Years Ago


Today is Thursday, June 2, the 153rd day of 2011. There are 212 days left in the year.

ASSOCIATED PRESS

On this date in:

1851: Maine becomes the first state to enact a total ban on the manufacture and sale of liquor.

1886: President Grover Cleveland, 49, marries Frances Folsom, who at 21 becomes America’s youngest first lady, in the Blue Room of the White House.

1941: Baseball’s “Iron Horse,” Lou Gehrig, dies in New York of a degenerative disease, amyotrophic lateral sclerosis; he was 37.

1979: Pope John Paul II arrives in his native Poland on the first visit by a pope to a Communist country.

1981: The Japanese video arcade game “Donkey Kong” makes its U.S. debut.

1986: For the first time, the public can watch the proceedings of the U.S. Senate on television as a six-week experiment of televised sessions begins.

VINDICATOR FILES

1986: Resumption of contract talks between Youngstown and the Fraternal Order of Police Lodge 28 get off to a shaky start when Law Director Edwin Romero questions whether the FOP or the Youngstown Police Labor Council has the authority to negotiate.

Dennis J. Kucinich, an independent candidate for governor, blasts the Ohio EPA for not releasing the components of a toxic substance spilled in Poland Township more than two years ago.

**Required work**
1. In the almanac text, begin at the words "1886: President Grover" and stop after "televised sessions begins.", substituting "East Room" for "Blue Room" throughout.
2. According to the almanac text, which state became the first to enact a total ban on the manufacture and sale of liquor?
The items have no connection to the almanac text.

**Material shown**
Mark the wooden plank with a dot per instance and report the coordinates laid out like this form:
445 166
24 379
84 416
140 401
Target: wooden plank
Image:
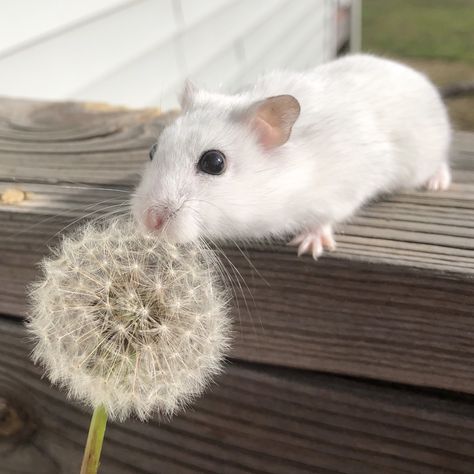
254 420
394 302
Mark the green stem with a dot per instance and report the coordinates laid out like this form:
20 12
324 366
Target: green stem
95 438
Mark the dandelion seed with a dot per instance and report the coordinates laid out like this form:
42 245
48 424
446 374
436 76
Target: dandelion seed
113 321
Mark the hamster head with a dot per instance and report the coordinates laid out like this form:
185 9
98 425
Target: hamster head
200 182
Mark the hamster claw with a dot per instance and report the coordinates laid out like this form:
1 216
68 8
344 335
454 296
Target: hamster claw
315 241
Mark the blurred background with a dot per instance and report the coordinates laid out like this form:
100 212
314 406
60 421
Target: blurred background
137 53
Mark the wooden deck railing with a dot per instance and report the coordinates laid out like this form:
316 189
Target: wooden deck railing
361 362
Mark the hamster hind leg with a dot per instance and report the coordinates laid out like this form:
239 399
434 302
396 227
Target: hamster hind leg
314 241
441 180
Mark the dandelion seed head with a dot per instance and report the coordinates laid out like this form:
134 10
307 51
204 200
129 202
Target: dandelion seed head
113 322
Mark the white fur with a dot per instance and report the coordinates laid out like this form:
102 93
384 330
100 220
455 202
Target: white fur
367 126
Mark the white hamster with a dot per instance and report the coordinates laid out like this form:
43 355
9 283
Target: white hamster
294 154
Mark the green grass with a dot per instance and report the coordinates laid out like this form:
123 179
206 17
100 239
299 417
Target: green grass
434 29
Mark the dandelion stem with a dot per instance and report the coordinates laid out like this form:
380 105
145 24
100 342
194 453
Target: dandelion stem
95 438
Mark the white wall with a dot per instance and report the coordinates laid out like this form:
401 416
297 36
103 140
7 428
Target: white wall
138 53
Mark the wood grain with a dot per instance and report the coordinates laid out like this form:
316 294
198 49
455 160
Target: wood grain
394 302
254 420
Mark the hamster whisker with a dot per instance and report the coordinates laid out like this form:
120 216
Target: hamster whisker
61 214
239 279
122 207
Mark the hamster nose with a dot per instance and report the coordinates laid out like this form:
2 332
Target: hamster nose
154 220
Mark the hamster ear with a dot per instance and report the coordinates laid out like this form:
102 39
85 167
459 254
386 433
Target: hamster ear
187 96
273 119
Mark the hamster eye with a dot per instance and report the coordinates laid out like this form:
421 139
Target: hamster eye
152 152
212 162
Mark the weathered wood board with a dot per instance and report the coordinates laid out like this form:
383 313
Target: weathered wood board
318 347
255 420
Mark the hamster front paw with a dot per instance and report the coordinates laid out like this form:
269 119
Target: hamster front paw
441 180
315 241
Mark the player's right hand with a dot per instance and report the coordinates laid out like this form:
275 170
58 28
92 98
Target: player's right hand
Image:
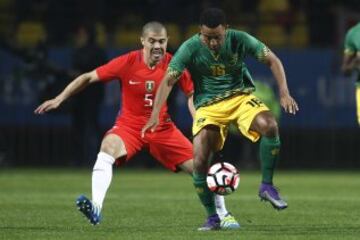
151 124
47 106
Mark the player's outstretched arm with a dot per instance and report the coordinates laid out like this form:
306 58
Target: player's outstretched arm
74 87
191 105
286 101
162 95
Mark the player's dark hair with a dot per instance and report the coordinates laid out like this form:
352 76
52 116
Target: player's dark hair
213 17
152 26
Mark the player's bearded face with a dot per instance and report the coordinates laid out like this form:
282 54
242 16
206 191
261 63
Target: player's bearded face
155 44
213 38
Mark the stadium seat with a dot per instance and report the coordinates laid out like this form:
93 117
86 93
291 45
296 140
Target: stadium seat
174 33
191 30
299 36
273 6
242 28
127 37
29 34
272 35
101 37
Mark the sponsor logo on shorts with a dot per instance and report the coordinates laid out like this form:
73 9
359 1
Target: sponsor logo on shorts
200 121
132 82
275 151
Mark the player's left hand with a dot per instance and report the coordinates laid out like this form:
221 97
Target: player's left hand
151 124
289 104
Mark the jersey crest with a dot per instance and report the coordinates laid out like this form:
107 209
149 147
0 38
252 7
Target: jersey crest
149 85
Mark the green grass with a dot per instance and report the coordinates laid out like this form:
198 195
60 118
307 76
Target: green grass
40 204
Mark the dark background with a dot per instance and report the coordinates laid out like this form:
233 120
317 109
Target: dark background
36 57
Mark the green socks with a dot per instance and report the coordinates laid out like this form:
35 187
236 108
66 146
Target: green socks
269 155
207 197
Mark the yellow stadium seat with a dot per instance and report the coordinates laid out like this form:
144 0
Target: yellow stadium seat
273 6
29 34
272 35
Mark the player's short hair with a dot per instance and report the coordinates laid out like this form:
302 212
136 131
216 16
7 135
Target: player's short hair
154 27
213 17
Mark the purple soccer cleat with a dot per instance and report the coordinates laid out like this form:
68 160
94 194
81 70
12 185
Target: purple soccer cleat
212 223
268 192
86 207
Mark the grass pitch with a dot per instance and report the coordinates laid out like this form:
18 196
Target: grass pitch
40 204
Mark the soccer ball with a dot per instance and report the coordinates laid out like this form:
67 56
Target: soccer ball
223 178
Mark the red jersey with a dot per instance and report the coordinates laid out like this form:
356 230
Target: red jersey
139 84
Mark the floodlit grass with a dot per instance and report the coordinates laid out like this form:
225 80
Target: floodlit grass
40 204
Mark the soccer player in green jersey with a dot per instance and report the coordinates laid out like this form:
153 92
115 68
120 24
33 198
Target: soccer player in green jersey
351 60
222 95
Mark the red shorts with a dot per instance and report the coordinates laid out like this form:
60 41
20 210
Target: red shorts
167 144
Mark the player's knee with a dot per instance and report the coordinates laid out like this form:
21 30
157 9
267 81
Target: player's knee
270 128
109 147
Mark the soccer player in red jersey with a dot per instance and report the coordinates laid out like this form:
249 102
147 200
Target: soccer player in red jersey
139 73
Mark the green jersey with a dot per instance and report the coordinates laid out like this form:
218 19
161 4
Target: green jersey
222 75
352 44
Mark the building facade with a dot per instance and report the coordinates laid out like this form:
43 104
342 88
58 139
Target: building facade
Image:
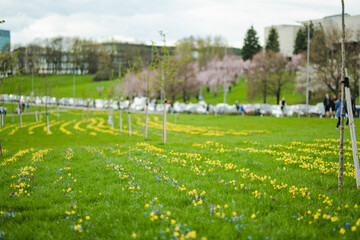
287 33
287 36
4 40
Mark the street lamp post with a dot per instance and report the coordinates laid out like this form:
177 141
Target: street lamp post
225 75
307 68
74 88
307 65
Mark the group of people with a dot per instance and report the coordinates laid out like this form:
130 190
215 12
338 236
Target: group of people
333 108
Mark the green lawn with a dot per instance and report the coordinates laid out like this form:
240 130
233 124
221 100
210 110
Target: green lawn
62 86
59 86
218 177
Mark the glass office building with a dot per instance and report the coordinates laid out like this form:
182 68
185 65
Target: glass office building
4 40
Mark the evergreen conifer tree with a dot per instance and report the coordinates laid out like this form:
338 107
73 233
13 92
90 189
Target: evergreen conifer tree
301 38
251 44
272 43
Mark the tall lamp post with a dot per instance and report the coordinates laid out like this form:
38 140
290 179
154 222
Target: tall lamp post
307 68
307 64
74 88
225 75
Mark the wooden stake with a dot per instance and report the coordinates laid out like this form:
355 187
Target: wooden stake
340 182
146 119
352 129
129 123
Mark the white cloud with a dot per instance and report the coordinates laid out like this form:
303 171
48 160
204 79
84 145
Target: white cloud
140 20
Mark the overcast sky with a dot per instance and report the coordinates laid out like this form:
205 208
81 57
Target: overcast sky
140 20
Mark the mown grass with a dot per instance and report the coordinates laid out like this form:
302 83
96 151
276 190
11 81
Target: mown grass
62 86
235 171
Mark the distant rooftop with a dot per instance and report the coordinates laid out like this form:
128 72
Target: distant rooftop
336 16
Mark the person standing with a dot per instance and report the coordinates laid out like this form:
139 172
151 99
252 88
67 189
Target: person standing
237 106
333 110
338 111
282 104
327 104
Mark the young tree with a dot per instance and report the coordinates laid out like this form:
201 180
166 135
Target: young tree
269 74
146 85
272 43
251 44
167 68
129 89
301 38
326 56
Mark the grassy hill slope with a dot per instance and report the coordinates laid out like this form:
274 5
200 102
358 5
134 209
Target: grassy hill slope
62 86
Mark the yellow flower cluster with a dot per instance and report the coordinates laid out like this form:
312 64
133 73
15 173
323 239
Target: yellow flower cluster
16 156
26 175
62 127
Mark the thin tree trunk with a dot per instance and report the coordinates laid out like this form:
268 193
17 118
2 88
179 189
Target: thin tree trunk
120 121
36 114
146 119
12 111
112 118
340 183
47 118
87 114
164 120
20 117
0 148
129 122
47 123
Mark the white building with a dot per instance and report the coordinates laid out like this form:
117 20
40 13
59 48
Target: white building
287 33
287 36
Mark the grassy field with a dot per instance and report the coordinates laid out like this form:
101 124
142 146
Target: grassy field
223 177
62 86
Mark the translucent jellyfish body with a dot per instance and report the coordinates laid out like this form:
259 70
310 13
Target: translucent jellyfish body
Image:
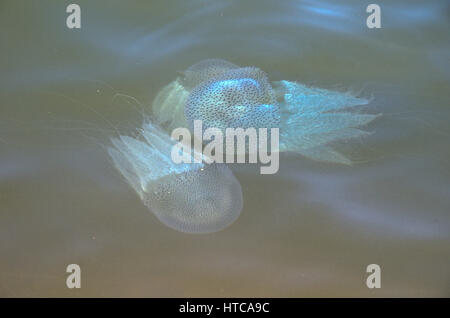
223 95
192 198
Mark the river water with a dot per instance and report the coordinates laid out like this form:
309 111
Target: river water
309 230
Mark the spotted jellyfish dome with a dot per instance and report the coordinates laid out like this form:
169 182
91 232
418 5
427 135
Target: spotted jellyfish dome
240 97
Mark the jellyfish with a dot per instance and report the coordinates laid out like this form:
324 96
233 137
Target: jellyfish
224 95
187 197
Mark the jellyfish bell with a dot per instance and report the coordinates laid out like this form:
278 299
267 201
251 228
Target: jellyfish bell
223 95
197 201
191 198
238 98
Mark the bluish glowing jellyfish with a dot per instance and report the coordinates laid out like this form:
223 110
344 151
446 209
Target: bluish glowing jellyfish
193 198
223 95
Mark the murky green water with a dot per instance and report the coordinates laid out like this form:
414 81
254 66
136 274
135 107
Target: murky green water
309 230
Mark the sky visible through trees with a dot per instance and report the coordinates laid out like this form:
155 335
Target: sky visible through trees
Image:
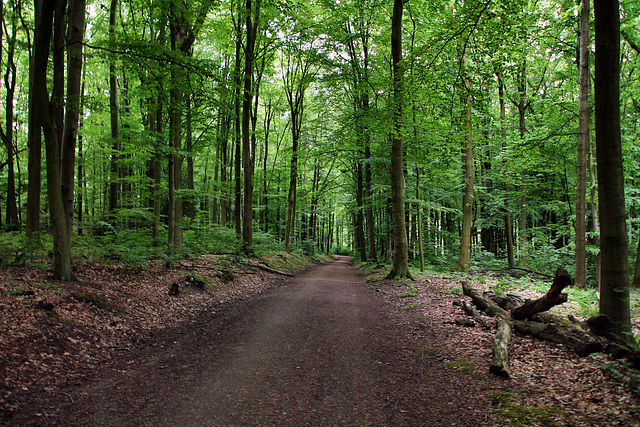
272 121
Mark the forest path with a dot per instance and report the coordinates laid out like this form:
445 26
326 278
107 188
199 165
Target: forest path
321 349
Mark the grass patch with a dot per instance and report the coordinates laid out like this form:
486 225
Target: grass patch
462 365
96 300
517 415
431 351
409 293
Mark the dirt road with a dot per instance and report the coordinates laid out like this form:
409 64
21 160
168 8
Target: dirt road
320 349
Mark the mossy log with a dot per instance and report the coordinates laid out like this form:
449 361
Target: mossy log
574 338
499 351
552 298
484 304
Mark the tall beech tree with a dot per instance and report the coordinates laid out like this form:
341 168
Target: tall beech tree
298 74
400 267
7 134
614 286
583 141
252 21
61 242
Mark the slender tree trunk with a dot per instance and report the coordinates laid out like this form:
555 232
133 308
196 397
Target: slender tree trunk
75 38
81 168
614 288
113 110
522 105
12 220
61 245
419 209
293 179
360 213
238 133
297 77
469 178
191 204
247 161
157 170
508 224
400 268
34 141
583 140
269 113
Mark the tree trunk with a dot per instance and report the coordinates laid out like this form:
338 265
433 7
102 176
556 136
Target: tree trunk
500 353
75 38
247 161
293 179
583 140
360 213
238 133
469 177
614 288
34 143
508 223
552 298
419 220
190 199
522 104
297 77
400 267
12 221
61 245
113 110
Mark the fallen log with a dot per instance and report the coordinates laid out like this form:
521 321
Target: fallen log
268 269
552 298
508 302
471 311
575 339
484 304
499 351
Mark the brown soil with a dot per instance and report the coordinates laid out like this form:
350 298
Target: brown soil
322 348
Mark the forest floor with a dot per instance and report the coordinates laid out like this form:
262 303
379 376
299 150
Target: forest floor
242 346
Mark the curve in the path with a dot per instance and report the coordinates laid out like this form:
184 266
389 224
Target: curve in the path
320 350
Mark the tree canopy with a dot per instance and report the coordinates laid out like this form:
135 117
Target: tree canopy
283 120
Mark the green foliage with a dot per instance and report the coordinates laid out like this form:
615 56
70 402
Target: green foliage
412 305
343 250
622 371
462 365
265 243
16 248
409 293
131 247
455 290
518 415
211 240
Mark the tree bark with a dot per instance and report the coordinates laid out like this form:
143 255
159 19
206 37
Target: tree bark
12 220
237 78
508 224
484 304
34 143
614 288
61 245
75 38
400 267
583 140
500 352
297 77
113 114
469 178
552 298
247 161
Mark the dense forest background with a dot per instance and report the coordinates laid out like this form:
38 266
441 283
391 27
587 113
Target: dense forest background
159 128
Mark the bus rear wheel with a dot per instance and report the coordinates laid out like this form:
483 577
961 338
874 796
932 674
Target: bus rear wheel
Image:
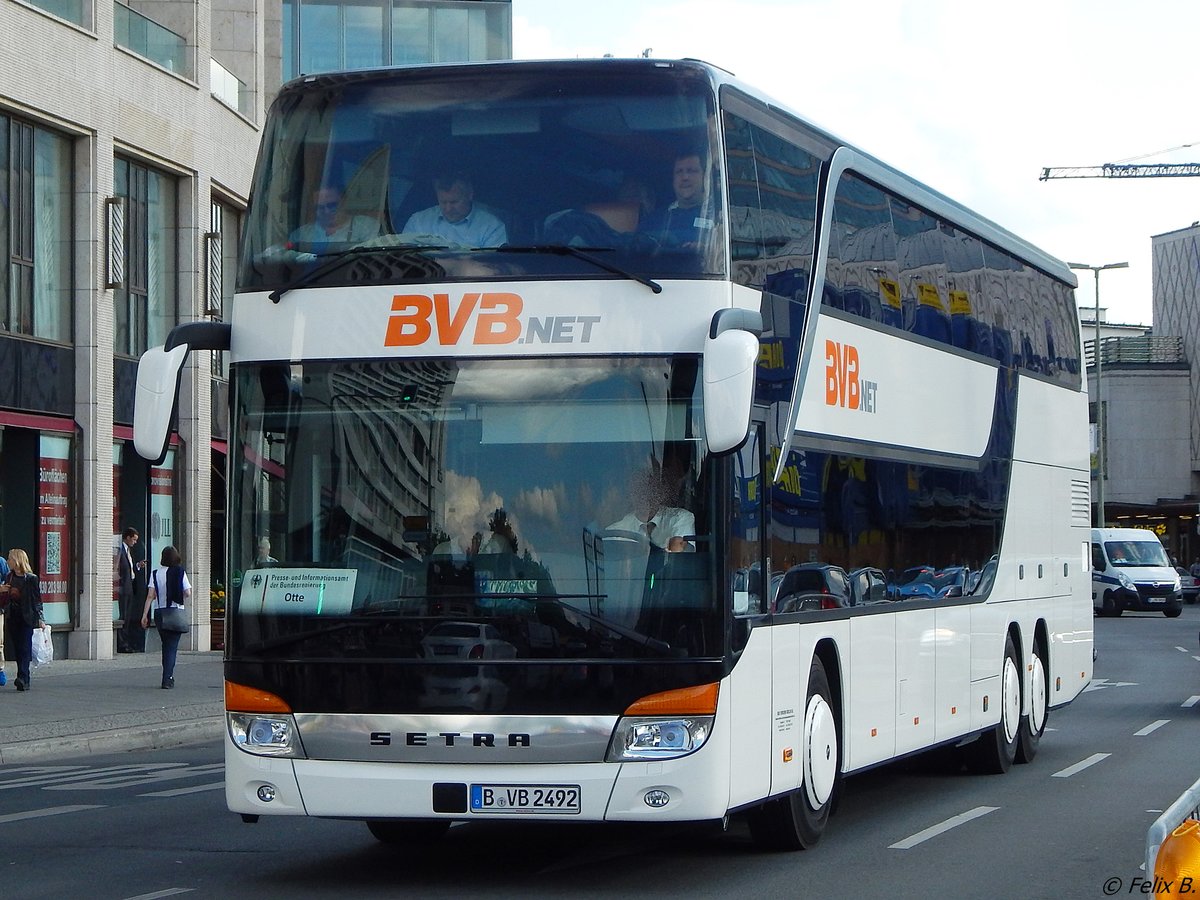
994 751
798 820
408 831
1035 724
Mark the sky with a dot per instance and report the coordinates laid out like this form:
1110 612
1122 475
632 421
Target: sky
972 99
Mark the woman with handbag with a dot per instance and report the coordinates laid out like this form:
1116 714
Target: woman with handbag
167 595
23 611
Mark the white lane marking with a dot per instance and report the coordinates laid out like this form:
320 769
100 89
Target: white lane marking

**Results of the tasks**
1.
1886: President Grover Cleveland, 49, marries Frances Folsom, who at 21 becomes America’s youngest first lady, in the East Room of the White House.

1941: Baseball’s “Iron Horse,” Lou Gehrig, dies in New York of a degenerative disease, amyotrophic lateral sclerosis; he was 37.

1979: Pope John Paul II arrives in his native Poland on the first visit by a pope to a Communist country.

1981: The Japanese video arcade game “Donkey Kong” makes its U.S. debut.

1986: For the first time, the public can watch the proceedings of the U.S. Senate on television as a six-week experiment of televised sessions begins.

2. Maine, in 1851.